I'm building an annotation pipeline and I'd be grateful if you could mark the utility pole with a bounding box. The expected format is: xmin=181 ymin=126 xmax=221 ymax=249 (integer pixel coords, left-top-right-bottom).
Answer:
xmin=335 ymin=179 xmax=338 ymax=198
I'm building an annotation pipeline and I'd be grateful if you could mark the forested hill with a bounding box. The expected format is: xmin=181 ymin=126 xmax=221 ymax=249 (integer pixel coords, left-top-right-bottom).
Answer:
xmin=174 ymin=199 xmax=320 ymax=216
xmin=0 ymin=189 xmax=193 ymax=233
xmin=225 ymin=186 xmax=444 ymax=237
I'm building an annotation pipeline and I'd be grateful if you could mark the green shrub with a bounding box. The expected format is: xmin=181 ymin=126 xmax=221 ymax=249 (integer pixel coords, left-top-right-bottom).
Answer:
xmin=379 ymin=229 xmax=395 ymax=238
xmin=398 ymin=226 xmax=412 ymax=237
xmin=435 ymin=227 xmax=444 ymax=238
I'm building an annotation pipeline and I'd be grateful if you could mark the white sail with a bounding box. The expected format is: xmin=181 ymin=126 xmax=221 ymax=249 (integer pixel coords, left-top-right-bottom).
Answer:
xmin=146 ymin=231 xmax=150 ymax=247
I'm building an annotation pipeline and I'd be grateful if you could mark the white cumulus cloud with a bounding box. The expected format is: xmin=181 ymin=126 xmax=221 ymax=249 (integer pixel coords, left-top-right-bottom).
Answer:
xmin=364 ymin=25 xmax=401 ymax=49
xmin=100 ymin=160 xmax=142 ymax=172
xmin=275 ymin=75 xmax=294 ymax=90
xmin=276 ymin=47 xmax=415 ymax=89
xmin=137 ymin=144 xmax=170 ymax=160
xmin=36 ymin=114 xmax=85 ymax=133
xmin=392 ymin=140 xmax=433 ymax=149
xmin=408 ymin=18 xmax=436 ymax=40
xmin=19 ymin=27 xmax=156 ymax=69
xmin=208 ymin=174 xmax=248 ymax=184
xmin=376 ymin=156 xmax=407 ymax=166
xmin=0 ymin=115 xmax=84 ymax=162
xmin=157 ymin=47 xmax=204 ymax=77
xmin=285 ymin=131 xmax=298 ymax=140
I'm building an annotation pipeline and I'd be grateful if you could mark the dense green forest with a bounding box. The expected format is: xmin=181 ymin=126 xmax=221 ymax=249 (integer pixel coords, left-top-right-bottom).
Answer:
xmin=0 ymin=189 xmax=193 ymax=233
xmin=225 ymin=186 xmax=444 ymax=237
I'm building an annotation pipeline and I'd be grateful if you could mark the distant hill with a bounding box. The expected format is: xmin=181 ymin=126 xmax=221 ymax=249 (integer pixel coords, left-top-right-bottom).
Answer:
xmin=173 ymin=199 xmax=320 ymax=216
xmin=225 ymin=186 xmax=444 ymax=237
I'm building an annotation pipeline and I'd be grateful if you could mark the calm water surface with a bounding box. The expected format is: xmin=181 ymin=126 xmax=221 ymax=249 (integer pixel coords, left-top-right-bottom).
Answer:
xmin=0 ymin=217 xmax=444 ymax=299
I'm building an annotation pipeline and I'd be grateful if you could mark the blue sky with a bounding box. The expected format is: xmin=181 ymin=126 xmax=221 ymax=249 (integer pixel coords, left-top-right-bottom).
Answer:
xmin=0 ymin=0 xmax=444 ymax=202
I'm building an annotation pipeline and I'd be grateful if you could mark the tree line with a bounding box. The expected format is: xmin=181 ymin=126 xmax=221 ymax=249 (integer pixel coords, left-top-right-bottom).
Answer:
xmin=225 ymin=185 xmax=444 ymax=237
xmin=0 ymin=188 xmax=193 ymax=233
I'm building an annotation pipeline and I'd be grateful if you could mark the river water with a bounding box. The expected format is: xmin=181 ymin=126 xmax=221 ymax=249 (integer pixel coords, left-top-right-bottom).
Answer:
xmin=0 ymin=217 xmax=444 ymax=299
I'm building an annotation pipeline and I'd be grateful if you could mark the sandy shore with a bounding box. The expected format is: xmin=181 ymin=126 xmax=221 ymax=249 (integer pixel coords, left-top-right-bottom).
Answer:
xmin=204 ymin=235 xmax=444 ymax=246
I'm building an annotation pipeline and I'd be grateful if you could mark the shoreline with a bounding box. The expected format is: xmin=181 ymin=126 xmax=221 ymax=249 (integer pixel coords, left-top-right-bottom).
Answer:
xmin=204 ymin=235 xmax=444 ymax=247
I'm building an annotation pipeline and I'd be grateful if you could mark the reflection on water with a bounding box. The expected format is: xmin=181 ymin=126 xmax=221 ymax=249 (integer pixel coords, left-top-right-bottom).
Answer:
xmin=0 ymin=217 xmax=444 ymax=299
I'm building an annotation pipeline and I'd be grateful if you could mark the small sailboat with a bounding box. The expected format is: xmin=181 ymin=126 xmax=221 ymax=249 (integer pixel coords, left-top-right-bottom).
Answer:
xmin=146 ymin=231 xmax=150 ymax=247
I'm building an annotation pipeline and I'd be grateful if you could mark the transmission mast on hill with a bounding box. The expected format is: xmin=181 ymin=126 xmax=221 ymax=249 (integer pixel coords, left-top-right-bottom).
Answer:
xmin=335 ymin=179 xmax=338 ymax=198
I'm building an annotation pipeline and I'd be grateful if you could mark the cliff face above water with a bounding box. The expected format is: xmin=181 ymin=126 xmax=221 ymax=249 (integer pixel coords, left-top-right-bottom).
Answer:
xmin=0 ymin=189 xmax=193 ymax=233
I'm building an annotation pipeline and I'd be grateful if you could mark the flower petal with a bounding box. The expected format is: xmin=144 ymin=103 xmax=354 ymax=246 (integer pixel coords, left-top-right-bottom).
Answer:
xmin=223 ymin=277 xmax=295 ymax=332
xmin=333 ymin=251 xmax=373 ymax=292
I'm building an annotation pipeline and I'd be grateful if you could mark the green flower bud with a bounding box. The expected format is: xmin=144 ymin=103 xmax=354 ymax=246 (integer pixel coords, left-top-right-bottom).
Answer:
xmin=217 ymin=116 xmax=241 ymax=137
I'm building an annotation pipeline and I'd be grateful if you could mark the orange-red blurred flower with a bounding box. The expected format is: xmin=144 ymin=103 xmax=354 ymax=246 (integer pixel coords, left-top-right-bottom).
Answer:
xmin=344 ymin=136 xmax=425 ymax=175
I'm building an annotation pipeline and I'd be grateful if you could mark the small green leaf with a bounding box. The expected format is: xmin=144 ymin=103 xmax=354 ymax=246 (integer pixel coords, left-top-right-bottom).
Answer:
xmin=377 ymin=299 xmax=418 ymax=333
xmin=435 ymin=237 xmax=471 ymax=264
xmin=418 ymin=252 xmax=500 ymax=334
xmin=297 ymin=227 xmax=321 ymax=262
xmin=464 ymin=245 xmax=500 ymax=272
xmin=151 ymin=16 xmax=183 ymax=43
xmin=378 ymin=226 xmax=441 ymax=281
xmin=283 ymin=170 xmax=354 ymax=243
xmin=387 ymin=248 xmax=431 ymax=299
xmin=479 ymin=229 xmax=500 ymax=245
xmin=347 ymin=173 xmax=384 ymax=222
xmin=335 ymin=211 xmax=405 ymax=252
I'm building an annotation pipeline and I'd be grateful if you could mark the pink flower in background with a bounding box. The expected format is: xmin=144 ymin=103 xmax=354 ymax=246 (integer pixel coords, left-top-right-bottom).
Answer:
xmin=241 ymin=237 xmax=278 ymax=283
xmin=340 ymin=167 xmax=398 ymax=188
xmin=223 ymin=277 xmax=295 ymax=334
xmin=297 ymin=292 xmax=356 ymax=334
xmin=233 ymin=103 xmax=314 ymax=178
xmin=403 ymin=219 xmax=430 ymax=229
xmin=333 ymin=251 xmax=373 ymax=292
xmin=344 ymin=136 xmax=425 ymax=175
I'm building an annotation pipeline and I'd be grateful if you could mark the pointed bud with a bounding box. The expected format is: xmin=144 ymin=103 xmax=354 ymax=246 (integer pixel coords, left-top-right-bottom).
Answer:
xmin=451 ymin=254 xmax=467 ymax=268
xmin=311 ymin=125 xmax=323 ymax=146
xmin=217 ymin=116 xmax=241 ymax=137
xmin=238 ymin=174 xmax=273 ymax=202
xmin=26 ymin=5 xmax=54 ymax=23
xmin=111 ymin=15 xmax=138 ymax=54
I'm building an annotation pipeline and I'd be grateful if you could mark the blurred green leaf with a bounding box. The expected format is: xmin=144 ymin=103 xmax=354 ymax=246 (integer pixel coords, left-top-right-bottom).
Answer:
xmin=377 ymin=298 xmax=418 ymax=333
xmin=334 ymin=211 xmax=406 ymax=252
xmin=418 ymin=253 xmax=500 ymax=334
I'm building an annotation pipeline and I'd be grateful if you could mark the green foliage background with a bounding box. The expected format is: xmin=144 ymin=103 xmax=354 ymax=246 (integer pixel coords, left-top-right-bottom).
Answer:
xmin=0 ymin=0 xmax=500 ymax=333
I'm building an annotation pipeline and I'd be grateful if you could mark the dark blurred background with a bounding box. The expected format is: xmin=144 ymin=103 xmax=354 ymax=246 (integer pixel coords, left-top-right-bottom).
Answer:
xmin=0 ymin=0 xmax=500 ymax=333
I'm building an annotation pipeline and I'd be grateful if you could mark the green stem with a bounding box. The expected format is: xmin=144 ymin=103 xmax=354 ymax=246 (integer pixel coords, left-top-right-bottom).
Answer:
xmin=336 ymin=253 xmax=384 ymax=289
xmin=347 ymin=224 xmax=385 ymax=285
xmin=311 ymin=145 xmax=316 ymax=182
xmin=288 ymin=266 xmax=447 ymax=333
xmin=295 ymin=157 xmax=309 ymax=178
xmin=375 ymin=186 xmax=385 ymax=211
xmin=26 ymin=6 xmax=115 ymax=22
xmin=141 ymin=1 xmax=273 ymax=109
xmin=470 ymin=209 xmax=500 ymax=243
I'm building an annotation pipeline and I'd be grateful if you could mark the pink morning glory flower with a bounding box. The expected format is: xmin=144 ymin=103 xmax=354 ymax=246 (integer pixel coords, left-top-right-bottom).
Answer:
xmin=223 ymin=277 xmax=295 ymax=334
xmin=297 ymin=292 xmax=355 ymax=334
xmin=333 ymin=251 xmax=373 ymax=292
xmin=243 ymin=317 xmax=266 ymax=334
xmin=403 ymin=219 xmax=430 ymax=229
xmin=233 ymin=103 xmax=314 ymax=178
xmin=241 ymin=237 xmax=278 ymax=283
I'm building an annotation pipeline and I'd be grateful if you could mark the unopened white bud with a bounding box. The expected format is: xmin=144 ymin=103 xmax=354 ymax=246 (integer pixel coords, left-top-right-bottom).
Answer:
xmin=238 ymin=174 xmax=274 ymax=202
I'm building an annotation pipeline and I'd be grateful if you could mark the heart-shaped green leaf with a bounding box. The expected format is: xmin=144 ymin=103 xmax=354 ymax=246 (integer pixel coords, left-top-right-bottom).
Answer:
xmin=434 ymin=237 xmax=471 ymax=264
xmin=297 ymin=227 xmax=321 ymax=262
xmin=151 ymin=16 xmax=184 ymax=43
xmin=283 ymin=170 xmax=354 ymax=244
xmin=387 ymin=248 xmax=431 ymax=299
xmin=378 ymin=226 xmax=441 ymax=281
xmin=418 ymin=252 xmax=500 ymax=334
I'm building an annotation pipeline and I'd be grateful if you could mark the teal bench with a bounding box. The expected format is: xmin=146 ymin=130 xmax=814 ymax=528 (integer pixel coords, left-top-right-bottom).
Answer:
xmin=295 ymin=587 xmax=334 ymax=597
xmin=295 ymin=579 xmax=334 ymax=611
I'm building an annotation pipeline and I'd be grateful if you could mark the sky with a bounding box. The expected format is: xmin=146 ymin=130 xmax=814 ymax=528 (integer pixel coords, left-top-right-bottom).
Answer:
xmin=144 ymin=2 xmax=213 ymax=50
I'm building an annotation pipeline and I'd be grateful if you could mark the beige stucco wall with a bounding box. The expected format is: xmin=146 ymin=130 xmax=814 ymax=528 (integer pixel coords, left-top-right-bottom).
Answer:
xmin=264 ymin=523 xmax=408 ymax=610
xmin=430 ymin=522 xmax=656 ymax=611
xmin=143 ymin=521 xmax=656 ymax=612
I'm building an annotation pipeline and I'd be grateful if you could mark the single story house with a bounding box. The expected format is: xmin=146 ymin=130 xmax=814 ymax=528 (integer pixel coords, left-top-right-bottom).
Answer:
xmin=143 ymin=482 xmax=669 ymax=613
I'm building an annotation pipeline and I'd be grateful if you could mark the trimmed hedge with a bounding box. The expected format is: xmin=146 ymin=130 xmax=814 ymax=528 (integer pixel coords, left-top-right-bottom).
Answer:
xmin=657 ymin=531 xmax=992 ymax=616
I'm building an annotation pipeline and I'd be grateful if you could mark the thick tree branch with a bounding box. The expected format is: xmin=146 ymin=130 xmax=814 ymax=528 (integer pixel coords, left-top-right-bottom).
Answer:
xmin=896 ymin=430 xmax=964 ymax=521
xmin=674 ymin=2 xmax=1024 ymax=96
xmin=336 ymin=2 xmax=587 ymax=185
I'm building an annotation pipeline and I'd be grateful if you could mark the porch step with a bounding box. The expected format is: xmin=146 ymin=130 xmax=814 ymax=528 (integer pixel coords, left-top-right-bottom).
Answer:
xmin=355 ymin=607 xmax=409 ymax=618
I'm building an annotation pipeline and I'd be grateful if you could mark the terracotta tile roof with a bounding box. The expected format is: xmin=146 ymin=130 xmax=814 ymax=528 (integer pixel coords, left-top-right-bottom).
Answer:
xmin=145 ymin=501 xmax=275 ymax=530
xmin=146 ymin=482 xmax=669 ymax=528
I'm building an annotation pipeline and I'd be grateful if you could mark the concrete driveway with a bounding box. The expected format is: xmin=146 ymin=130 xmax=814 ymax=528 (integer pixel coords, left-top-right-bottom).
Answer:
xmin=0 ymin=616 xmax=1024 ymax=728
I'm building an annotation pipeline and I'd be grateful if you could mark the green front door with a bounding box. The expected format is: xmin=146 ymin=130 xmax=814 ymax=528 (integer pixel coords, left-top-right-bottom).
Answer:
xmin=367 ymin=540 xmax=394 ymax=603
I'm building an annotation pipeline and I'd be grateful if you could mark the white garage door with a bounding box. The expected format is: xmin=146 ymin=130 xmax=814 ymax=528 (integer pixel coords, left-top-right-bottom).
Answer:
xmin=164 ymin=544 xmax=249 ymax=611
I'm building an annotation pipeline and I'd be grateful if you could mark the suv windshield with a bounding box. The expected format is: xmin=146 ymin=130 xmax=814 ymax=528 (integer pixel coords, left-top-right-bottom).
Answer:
* * *
• **Exercise aim**
Please format the material starting at the line containing "mark the cliff" and ending at the line containing "xmin=335 ymin=211 xmax=405 ymax=252" as a two-column CSV with columns named input and output. Give one row for each text and its answer, with each value in one quoted field and line breaks replaced by spaces.

• **Correct response**
input,output
"I'm building an annotation pipeline and I'd be grateful if you could mark the cliff face above water with a bounding box. The expected format is: xmin=181 ymin=126 xmax=221 ymax=249 (integer pixel coords, left-top-right-bottom). Answer:","xmin=0 ymin=189 xmax=193 ymax=233"
"I'm building an annotation pipeline and I'd be grateful if you could mark the flower petal with a bounding box. The expected format is: xmin=144 ymin=103 xmax=354 ymax=246 (integer pixel coords, left-top-right-bottom). Answer:","xmin=223 ymin=277 xmax=295 ymax=332 xmin=333 ymin=251 xmax=373 ymax=292"
"I'm building an annotation pipeline and I'd be grateful if you could mark the green flower bud with a bounding box. The expected format is: xmin=144 ymin=103 xmax=354 ymax=246 (integer pixel coords, left-top-right-bottom). Answer:","xmin=217 ymin=116 xmax=241 ymax=137"
"I'm building an annotation pipeline and I'd be grateful if you could mark the orange-red blurred flower with a bounding box. The expected format is: xmin=144 ymin=103 xmax=354 ymax=246 (integer pixel coords, left-top-right-bottom). Answer:","xmin=344 ymin=136 xmax=425 ymax=175"
"I'm building an annotation pipeline and I'd be grateful if you could mark the small green leaf with a bounding box. The expected format is: xmin=144 ymin=103 xmax=354 ymax=246 (integer pixel coords, left-top-right-bottom). Answer:","xmin=377 ymin=299 xmax=418 ymax=333 xmin=435 ymin=237 xmax=471 ymax=264 xmin=418 ymin=252 xmax=500 ymax=334 xmin=297 ymin=227 xmax=321 ymax=262 xmin=464 ymin=245 xmax=500 ymax=272 xmin=151 ymin=16 xmax=183 ymax=43 xmin=378 ymin=226 xmax=441 ymax=281 xmin=283 ymin=170 xmax=354 ymax=243 xmin=387 ymin=248 xmax=431 ymax=299 xmin=479 ymin=229 xmax=500 ymax=245 xmin=347 ymin=173 xmax=384 ymax=222 xmin=335 ymin=211 xmax=405 ymax=252"